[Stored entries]
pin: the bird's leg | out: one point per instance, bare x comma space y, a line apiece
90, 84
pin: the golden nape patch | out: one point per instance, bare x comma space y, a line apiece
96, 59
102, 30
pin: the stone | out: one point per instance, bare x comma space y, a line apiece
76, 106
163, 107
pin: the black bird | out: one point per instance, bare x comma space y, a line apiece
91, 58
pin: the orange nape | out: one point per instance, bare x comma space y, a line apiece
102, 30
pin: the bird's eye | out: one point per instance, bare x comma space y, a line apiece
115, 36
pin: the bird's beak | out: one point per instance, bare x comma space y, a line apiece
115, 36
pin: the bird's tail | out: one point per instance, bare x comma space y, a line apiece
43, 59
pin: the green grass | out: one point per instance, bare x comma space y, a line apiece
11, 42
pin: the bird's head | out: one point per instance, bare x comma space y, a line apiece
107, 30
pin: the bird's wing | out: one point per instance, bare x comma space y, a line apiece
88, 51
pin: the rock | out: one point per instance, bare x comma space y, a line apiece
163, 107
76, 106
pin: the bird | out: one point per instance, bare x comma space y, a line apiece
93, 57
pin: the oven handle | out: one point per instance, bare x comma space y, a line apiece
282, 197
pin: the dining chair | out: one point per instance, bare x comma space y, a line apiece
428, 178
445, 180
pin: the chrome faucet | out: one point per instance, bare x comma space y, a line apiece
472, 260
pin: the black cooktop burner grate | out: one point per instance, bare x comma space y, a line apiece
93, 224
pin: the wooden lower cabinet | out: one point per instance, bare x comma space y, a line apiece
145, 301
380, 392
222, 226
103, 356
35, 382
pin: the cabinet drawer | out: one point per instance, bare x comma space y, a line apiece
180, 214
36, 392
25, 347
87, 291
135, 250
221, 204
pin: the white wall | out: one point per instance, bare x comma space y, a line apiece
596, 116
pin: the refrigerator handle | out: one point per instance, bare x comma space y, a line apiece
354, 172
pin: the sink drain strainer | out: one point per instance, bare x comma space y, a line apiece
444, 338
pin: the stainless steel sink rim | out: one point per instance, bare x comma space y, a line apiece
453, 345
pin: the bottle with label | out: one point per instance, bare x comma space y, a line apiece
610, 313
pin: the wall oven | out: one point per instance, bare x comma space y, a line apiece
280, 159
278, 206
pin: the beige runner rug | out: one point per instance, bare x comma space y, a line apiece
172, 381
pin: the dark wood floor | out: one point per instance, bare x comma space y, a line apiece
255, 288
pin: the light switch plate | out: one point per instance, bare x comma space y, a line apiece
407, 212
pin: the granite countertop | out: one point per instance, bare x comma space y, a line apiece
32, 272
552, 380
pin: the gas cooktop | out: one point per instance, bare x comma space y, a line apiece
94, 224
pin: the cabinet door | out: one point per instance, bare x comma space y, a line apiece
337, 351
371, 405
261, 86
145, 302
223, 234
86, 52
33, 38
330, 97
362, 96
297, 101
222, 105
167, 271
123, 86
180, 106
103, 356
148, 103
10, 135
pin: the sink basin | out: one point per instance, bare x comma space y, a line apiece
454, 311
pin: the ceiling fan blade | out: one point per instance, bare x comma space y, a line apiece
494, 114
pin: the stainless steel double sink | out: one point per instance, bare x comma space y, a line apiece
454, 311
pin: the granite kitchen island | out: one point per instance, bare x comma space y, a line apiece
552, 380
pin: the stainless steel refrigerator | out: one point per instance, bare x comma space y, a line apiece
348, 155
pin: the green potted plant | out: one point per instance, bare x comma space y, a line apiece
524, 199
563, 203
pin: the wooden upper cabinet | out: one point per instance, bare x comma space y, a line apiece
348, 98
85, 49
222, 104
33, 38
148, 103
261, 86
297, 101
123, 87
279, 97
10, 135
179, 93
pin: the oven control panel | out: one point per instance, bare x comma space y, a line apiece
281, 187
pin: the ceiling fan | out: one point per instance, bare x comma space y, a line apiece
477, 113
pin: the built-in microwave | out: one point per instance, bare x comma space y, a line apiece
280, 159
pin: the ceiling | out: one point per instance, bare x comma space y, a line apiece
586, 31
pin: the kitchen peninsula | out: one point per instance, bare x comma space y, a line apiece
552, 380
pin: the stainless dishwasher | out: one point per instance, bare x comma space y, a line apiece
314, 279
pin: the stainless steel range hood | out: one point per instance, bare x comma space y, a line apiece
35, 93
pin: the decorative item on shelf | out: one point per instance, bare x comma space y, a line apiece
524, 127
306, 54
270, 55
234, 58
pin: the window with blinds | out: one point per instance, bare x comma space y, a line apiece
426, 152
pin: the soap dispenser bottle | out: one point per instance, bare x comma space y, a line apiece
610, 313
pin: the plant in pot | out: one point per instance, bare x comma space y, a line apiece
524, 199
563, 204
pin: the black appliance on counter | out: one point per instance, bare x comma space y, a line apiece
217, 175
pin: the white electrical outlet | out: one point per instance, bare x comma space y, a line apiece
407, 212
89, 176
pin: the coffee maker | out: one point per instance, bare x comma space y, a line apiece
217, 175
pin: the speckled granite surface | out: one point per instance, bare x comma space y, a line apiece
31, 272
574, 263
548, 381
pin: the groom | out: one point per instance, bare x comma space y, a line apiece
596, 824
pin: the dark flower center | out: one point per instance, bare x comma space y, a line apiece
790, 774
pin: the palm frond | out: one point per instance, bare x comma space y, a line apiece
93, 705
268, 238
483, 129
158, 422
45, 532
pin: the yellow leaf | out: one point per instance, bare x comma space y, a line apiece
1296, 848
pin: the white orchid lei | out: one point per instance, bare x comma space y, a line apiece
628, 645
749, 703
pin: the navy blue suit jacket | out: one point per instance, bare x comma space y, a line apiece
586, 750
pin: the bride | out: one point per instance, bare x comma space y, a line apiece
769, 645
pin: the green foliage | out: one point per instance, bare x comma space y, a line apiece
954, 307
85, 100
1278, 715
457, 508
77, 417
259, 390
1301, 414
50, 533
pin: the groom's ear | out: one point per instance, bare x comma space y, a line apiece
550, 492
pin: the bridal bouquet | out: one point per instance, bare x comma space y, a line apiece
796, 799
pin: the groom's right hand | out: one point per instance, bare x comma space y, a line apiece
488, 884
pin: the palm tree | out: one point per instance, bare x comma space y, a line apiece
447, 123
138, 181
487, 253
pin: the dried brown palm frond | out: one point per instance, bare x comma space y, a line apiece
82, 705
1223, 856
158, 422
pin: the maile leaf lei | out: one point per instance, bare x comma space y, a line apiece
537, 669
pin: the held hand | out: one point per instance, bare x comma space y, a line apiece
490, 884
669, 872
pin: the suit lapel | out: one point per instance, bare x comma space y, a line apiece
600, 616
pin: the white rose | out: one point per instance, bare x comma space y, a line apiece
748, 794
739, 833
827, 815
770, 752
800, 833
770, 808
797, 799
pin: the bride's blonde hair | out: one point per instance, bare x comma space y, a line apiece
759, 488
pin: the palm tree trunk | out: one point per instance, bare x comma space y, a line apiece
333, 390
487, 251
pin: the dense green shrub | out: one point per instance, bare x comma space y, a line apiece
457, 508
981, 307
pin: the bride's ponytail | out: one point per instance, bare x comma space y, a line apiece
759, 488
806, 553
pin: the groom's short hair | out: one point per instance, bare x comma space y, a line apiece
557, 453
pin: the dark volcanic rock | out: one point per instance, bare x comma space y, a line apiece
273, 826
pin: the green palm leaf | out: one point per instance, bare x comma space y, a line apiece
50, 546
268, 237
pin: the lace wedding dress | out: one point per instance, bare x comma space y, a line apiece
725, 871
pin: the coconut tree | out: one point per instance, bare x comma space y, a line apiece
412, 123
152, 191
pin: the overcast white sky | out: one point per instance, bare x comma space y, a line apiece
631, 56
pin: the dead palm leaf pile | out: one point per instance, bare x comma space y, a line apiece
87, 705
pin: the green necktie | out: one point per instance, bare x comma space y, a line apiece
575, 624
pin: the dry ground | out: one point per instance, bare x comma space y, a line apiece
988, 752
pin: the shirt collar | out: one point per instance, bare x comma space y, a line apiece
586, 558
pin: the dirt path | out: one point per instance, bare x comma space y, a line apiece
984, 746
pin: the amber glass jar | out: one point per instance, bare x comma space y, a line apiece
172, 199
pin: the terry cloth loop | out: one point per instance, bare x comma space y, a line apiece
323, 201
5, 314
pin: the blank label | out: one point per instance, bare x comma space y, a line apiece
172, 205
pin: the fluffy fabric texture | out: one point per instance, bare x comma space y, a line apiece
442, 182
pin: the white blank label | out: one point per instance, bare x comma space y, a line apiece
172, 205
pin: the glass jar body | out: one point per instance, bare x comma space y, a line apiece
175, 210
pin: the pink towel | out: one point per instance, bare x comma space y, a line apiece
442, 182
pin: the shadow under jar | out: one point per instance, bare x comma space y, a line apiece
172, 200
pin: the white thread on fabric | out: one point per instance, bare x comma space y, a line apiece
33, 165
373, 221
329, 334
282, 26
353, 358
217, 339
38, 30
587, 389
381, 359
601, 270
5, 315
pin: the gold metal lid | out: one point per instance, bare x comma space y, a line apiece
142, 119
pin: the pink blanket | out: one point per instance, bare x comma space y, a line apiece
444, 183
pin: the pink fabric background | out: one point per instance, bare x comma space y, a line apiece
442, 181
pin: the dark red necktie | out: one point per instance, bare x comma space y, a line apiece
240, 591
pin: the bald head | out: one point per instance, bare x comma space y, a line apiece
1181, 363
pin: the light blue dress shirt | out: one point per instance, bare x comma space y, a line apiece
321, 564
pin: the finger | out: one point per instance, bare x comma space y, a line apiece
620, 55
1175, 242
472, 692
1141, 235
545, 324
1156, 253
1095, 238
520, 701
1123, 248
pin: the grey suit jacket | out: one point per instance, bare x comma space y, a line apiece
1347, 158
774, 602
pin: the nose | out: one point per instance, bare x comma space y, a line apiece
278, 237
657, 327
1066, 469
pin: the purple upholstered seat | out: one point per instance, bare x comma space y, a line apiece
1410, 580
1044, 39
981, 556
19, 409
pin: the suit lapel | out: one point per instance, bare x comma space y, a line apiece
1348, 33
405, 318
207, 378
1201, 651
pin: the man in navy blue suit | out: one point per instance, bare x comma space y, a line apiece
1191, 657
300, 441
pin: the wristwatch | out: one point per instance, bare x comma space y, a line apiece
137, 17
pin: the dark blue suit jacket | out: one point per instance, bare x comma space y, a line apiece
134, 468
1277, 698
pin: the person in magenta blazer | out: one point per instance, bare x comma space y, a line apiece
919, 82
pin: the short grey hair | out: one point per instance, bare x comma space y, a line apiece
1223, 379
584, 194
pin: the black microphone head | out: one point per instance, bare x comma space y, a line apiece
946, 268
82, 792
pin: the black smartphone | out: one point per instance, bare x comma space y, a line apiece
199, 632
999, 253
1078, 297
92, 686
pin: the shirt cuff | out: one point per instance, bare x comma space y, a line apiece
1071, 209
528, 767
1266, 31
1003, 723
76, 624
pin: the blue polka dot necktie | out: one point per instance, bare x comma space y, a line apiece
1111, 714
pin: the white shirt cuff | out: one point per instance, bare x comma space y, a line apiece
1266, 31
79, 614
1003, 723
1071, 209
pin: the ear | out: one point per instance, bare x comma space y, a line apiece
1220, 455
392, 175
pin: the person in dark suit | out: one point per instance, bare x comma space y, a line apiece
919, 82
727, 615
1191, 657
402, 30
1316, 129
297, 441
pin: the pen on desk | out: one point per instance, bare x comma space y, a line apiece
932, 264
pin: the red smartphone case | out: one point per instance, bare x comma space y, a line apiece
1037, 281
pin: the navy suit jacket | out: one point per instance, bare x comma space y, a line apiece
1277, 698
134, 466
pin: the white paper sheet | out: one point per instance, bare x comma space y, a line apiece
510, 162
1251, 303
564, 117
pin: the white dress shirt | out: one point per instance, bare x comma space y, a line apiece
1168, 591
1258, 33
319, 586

GIVEN INSTRUCTION | Only the lines from the one that contains "pin: the ear" through the last line should be repeated, each exactly as it stands, with both ends included.

COMPLETE ANSWER |
pin: the ear | out: one point per instance, bare x comma space y, a line apiece
1220, 455
392, 175
pin: the person in dark suit | out: one point per instance, bare x comma space y, a line apiece
919, 82
727, 615
1191, 657
402, 30
1316, 129
297, 441
pin: the pen on desk | out: one point per instance, bare x comma space y, a line apiece
932, 264
pin: the red smartphone case | out: one point per instance, bare x comma space y, a line apiece
1037, 281
pin: the navy suit jacket | out: one point per instance, bare x comma space y, a line apiece
1277, 698
134, 466
pin: the white paper sheet | out: one point per instance, bare x comma space y, a line apiece
510, 162
1251, 303
564, 117
pin: the white dress shirt | out: one point per instance, bare x comma space y, a line apiece
1168, 591
1258, 33
319, 586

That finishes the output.